BRIEF:
Make an exact copy of all the records.

Lines of data
++++++++++++++++++++
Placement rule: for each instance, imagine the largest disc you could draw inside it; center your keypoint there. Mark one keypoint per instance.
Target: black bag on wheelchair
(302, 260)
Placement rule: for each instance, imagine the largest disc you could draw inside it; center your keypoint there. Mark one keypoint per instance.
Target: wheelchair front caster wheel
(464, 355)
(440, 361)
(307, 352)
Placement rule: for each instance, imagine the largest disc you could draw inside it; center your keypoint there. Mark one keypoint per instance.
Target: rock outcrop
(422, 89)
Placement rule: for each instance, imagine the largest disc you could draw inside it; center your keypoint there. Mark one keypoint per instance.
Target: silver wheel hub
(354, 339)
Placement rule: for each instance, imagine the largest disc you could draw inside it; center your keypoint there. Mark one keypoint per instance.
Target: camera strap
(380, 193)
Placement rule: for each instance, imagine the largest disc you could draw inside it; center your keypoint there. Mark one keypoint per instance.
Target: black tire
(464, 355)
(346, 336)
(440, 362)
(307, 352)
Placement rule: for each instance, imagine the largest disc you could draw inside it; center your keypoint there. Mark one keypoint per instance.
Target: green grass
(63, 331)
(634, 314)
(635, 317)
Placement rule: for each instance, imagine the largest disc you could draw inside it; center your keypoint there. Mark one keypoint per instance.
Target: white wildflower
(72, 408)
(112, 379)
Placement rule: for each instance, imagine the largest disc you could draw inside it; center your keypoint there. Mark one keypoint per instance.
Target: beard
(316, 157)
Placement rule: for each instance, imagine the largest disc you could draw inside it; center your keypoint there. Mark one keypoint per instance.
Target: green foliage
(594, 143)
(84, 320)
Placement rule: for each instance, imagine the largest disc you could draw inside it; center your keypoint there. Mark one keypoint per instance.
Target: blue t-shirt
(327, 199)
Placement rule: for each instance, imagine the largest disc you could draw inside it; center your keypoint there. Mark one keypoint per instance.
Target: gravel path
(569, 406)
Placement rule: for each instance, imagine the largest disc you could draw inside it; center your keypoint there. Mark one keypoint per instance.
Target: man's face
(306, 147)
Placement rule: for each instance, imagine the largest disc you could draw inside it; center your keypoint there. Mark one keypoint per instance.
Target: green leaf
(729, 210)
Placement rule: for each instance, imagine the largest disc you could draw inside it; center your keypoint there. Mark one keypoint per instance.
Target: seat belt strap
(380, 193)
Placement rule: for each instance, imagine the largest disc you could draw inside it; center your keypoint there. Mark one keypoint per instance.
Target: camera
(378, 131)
++++++++++++++++++++
ANSWER FOR THIS EXERCISE:
Placement rule: for each instance, imagine the largest disc you could draw inside it; center your keypoint there. Mark one keypoint per instance.
Target: black bag on wheelchair
(302, 260)
Placement rule: for each instance, imagine the largest disc you could draw inside it; center your keypoint there. Mark one keypoint per instance.
Target: wheelchair front caster wheel
(464, 355)
(440, 361)
(307, 352)
Placement rule: for each instance, imagine the largest disc you could draw inside it; center your keypoint there. Mark one keypoint per instance.
Target: rock outcrop
(422, 89)
Placement rule: for each instance, imagine the largest disc you could draw inside it; center your keypoint there. Mark one keypoint per instance.
Target: silver wheel hub
(354, 339)
Placement rule: for each instance, imagine the largest disc you could draw inside it; center your keypoint there. Mark one keypoint per instance.
Target: camera strap
(380, 193)
Placement rule: for each instance, imagine the largest disc you could draw inside it; center your keypoint there. Mark one keypoint per instance.
Target: black tire
(464, 355)
(346, 336)
(440, 362)
(307, 352)
Placement rule: for each instance, imagine the largest disc you could draw inside it; center your keypoint there. Mark one keypoint per instance.
Target: green grass
(63, 331)
(634, 314)
(635, 317)
Placement rule: for each instance, imagine the largest disc you could draw inside it; center your keypoint there. Mark one keypoint per instance.
Target: white wildflower
(72, 408)
(112, 379)
Placement rule: for each instance, imagine the largest disc you could draw inside it; center your keypoint there. Mark one keypoint per instance.
Target: beard
(316, 157)
Placement rule: for each instance, imagine the largest disc you could draw inside it; center your keypoint there. Mark one keypoint per instance.
Target: green foliage
(594, 143)
(84, 320)
Placement rule: for each instance, imagine the largest disc you could draw inside it; center your keypoint there. Mark one keypoint per instance.
Target: blue t-shirt
(327, 199)
Placement rule: for each instance, imagine the largest disc you could draw inside it; center your keypoint there. Mark one keypoint per instance.
Target: gravel path
(569, 406)
Placement rule: for each instance, imagine the largest disc you could draw inside it; center your keypoint there. Mark one keypoint per instance.
Target: man's face
(306, 147)
Placement rule: for each instance, imagine the largest disc you could draw inside it; center your keypoint there. Mark one keypoint per instance.
Target: green leaf
(729, 210)
Placement rule: for each instance, imagine the largest disc you could draw inside it; center your keypoint there. Mark one keypoint per instance.
Target: seat belt strap
(380, 193)
Placement rule: for each instance, imagine the largest disc you could draw inside it; center your keypoint there. Mark one keypoint per instance.
Target: camera
(378, 131)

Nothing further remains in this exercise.